Extrait de page:

Interview
Sheldon Richman : « L’administration
Trump
voit clairement Israël et l’Arabie
Saoudite comme
les éléments essentiels
d’une coalition anti-iranienne »
Mohsen Abdelmoumen
Sheldon
Richman. DR.
Mercredi 5 septembre 2018 English version here
Mohsen
Abdelmoumen : Israël continue de
massacrer le peuple palestinien dans
l’impunité la plus totale. Israël
n’est-il pas un État voyou ?
Sheldon
Richman : Cela dépend de votre
définition d’«État voyou», à propos de
laquelle je ne m’attendrai pas à un
accord général. Je préfère analyser la
conduite du gouvernement israélien sans
rechercher une étiquette controversée.
Les politiques et la conduite du
gouvernement israélien envers les
Palestiniens sont systématiquement
injustes et brutales. Et
je crois que ces choses sont inhérentes
à la philosophie sioniste d’Israël en
tant qu’État du peuple juif plutôt que
d’État de tous ses citoyens,
indépendamment de leur religion, de leur
appartenance ethnique ou de leur race.
Le mouvement originel du Judaïsme
réformé était d’accord avec ce que je
viens de dire. Le traitement des
Palestiniens en Cisjordanie et à Gaza
est qualifié d’apartheid car les
individus n’ont aucun droit. Ils
existent, comme s’ils étaient des
sous-humains, à la merci d’Israël.

Entrées fournies:
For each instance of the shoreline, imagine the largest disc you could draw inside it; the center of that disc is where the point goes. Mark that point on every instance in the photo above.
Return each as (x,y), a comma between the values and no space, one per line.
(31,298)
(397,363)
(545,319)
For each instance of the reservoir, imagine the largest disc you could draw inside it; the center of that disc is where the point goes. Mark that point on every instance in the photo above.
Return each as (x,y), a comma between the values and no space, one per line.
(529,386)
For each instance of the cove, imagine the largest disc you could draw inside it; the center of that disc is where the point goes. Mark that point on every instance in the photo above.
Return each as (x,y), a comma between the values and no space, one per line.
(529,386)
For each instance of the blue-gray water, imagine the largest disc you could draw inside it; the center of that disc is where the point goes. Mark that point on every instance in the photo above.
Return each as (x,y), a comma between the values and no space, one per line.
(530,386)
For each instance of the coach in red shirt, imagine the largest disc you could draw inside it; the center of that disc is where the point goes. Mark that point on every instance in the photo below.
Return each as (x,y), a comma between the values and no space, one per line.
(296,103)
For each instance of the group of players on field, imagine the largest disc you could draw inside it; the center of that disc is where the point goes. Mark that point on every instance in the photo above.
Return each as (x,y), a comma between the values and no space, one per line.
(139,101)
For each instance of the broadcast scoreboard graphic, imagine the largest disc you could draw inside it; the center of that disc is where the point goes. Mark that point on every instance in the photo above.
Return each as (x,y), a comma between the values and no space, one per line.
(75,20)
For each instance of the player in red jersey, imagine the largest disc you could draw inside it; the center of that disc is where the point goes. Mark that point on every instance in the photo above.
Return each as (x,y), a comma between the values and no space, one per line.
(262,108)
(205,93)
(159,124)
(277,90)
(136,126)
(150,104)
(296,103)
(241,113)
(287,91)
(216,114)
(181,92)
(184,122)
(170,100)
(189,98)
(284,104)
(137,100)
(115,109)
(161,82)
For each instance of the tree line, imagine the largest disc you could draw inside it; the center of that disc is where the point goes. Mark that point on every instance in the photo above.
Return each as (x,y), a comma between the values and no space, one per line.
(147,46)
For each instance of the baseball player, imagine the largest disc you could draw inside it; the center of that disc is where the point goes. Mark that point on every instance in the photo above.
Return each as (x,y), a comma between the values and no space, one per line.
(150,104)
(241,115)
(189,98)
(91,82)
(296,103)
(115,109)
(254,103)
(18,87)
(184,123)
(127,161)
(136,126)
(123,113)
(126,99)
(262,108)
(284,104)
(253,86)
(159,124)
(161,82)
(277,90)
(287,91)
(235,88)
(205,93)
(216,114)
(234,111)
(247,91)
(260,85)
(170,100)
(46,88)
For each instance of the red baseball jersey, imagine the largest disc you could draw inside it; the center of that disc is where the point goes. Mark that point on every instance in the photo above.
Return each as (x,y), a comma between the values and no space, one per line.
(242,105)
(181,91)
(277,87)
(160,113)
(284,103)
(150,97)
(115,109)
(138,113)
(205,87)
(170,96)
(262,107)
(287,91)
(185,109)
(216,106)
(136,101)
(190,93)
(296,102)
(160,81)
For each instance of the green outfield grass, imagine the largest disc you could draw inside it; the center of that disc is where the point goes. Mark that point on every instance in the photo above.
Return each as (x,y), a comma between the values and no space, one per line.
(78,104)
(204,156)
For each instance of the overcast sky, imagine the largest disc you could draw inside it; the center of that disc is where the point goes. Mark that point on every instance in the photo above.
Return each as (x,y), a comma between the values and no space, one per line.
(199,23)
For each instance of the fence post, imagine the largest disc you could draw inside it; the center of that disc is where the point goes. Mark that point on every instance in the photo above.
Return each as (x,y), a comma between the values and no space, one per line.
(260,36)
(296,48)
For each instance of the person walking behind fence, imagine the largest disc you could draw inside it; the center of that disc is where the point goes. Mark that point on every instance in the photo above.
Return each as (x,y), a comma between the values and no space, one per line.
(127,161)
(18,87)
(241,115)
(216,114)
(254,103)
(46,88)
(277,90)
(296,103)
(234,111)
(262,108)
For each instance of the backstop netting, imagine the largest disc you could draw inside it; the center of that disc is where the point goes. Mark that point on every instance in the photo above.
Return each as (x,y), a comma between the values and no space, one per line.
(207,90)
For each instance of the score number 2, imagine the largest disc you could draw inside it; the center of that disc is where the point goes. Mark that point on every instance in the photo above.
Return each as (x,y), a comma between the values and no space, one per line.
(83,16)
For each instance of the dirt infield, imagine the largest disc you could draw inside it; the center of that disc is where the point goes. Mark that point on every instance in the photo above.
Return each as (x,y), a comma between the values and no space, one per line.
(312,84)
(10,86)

Exercice écrit A:
Dans l'entretien avec Sheldon Richman, quel mouvement celui-ci dit-il avoir été d'accord avec ce qu'il vient d'affirmer ?
Exercice écrit B:
Poursuivez l'entretien avec Sheldon Richman à partir de l'endroit où il s'arrête.
Les entrées ne servent à rien ici.

Réponse attendue A:
Le mouvement originel du Judaïsme réformé.

Réponse attendue B:
Comment
expliquez-vous le poids du lobby
sioniste dans les médias occidentaux et
US en particulier ?
Le lobby israélien
est l’un des groupes de pression les
plus influents en Amérique, d’abord,
parce qu’il peut mettre beaucoup
d’argent et d’autres formes d’aide à la
disposition des candidats politiques et,
ensuite, parce que les Américains, qui
ont tendance à être historiquement
analphabètes, ont beaucoup de bonne
volonté pour les Juifs. C’est tout à
fait compréhensible à la lumière de
l’Holocauste perpétré par les nazis et
de l’oppression générale des Juifs en
Europe depuis des siècles. Une partie de
l’influence du lobby provient d’une peur
rationnelle d’être qualifié d’antisémite
pour avoir critiqué la conduite
d’Israël, bien que cette crainte, je
suis heureux de le dire, se soit
estompée ces dernières années.
Pourquoi,
d’après vous, qualifie-t-on
d’antisémites tous ceux qui protestent
contre la politique criminelle
d’Israël ?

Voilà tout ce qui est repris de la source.